--- Start GIVEN TEXT ---

# Welcome to Afghanistan.It's people and nature.



## Imperfect Ending (Apr 7, 2003)

They have nice eyes


----------



## Galandar (Dec 2, 2004)

Sad to see this country like this  They have such a great history and even untill 70-th this country was better than many other developing countries. But...
I hope they will reach to the prosperity very soon!


----------



## jennifer68 (Dec 25, 2008)

hmmmmm irresistible.....this smilings.....very cute kids !
And in a completely destroyed country! what a lesson of courage, of life, these adorable girls !


----------



## JAG2 (May 7, 2004)

Nice pictures


----------



## cesar-in (Nov 27, 2008)

thanks to show us, this country, nice faces..


----------



## Oaronuviss (Dec 11, 2002)

Nice pics.
Why was this guy banned?


----------



## TijucaRio (Oct 17, 2008)

Wow, these pics have completely changed my mind about this country, full of culture and whose paisages look realy beautiful! 
It's realy beautiful.


----------



## the spliff fairy (Oct 21, 2002)

The most famous face of Afghanistan, a refugee child snapped by a National Geographic photographer, and that would become the magazine's most famous cover. At the time he hadn't actually noticed the brilliance of the girl's eyes, so common are the colour, but only later looking through his snaps he noticed the green background and the intensity of her look:









http://data.whicdn.com


----------



## the spliff fairy (Oct 21, 2002)

Afghanistan is a typically diverse place in Asia, the ethnic map:


----------



## samuel89 (Aug 4, 2008)

^^:nuts::nuts::nuts:FANTASTIC:nuts::nuts::nuts::nuts:


----------



## Pivra (Nov 20, 2007)

what is it with a poster of an exotic child with dry booger above her lips lol


----------



## Marsupilami (May 8, 2005)

very good looking people...


----------



## ZOHAR (Jul 16, 2005)

thanx for the pics
please more


----------



## anakngpasig (Jul 29, 2005)

what a bunch
of beautiful
people!


----------



## cesar-in (Nov 27, 2008)

nice travel...


----------



## iambic peremeter (Jan 22, 2009)

they look like zoombies or ghosts


----------



## Pakia (Jun 29, 2006)

*Rare Snow Leopards in Afghanistan's Wakhan corridor*

Pics from - from 2009 to 2011

MYFOXNY.COM - A surprisingly healthy population of rare snow leopards is living in mountainous areas of northeastern Afghanistan, according to a new study by The Wildlife Conservation Society (WCS).

The leopards were caught by remote cameras placed at 16 different locations throughout Afghanistan's Wakhan Corridor. It was the first ever camera trap sighting of snow leopards in the country.

--- End GIVEN TEXT ---
--- Start DATASET ROWS ---

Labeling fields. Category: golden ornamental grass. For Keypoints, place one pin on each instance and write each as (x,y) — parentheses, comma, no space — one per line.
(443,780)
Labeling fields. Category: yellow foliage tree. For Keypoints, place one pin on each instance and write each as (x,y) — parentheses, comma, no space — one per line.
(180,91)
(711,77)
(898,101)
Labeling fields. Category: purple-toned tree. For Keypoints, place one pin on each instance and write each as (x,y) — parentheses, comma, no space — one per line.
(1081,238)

--- End DATASET ROWS ---
--- Start DATASET ROWS ---

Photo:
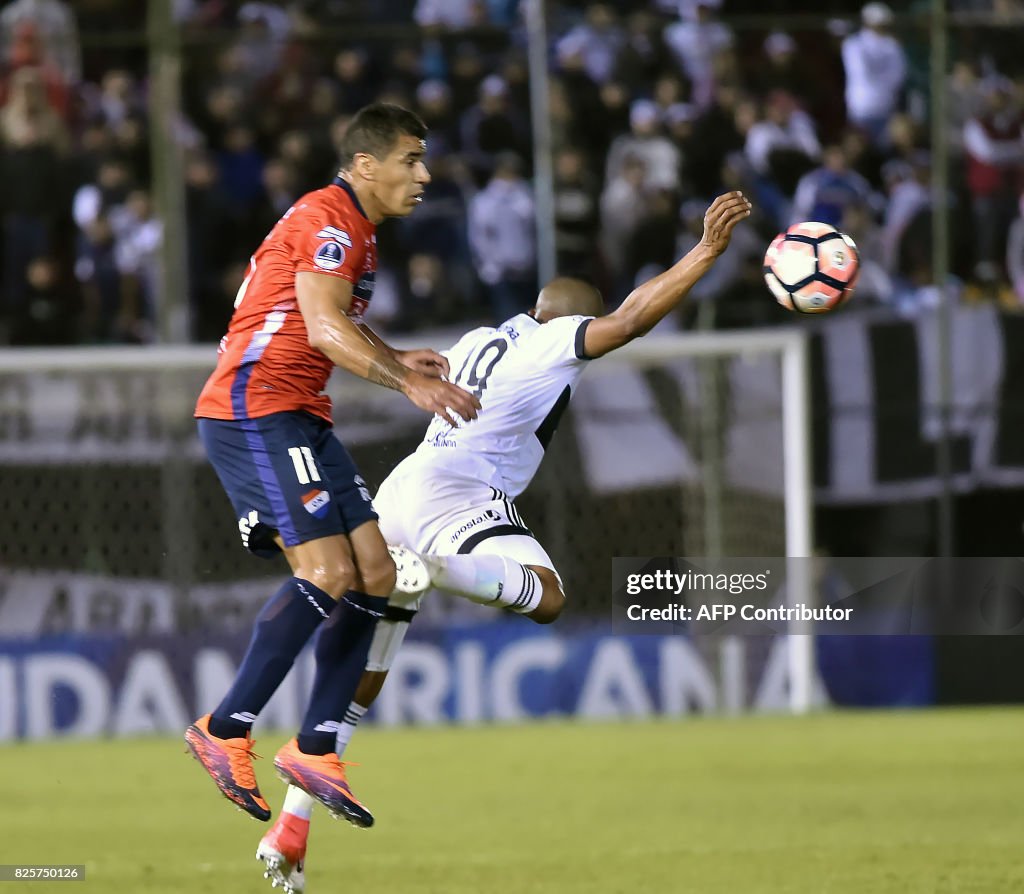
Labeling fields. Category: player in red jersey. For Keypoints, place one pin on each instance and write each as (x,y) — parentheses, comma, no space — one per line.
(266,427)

--- End DATASET ROWS ---
--- Start DATASET ROWS ---

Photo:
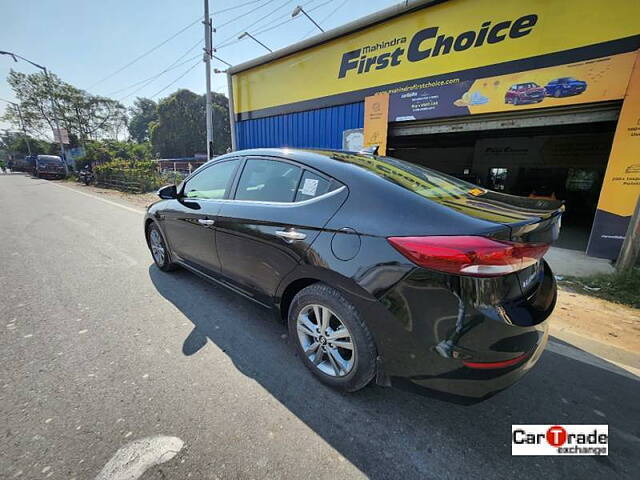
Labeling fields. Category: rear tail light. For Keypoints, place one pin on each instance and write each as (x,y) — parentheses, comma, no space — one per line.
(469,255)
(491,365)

--- End DATASET ROWS ---

### COMPLETE THE FOLLOWING
A - In the Afghanistan thread, at how many locations in the Wakhan Corridor did remote cameras catch the snow leopards?
B - Write a continuation of the Afghanistan thread, picking up right after its last sentence.
The items play no part in what follows.

### RESULTS OF THE EXERCISE
A - At 16 different locations.

B -
----------



## capricorn2000 (Nov 30, 2006)

personally, I consider Afghans as one of the most good looking people in the world.
I had one Afghan co-worker in Riyadh and I just amaze at his multi colored eyes 
like there's a circle of blue then green and gray with a little pale brown too.


----------



## manon (Jan 8, 2011)

beautiful people thanks for the photos


----------



## DanielFigFoz (Mar 10, 2007)

Beautiful country, shame that its in such a state, but hopefully it'll get much better soon


----------



## balthazar (Jul 19, 2007)

Pakia said:


> Pics from - from 2009 to 2011
> 
> MYFOXNY.COM - A surprisingly healthy population of rare snow leopards is living in mountainous areas of northeastern Afghanistan, according to a new study by The Wildlife Conservation Society (WCS).
> 
> The leopards were caught by remote cameras placed at 16 different locations throughout Afghanistan's Wakhan Corridor. It was the first ever camera trap sighting of snow leopards in the country.


nice cat


----------



## Xchang (Aug 1, 2011)

I am amazed how beautiful afghans look, i am shocked they are so near india (geographically)

Typical indians look nothing like afghans, unless you are counting the extreme northern indians like kashmiries 
this is how most indians look, very different from afghans:


----------



## Xchang (Aug 1, 2011)

^ afghans seem to be a mix of more european/middle eastern and some asian aswell


----------



## jan123febmar (Aug 1, 2011)

....


----------



## Xchang (Aug 1, 2011)

^ i didn't say who is beautiful or not, i said i am amazed by the huge difference between the two people


----------



## India101 (Jul 22, 2008)

Xchang said:


> I am amazed how beautiful afghans look, i am shocked they are so near india


Well proud arabian, those South Indians who live 3,000km away from Afghanistan obviously wouldn't be as beautiful as the Afghan people :|

And we must stop posting pictures of Indian people, only beautiful Afghan people.


----------



## jan123febmar (Aug 1, 2011)

^^You are talk rubbish. Indian people more beautiful than Afghan.


----------



## iamdeath (Aug 1, 2011)

India101 said:


> Well proud arabian, those South Indians who live 3,000km away from Afghanistan obviously wouldn't be as beautiful as the Afghan people :|
> 
> And we must stop posting pictures of Indian people, only beautiful Afghan people.


most indians look like that, doesn't matter from south or east or central india, even many northern indians have those features, unless you go up way north where minority of them could resemble afghans


----------



## manon (Jan 8, 2011)

Afghan Girl by seair21, on Flickr


family love by janchan, on Flickr


the trio by janchan, on Flickr


at school... by janchan, on Flickr


thoughtful by janchan, on Flickr


deep thoughts by janchan, on Flickr


----------



## manon (Jan 8, 2011)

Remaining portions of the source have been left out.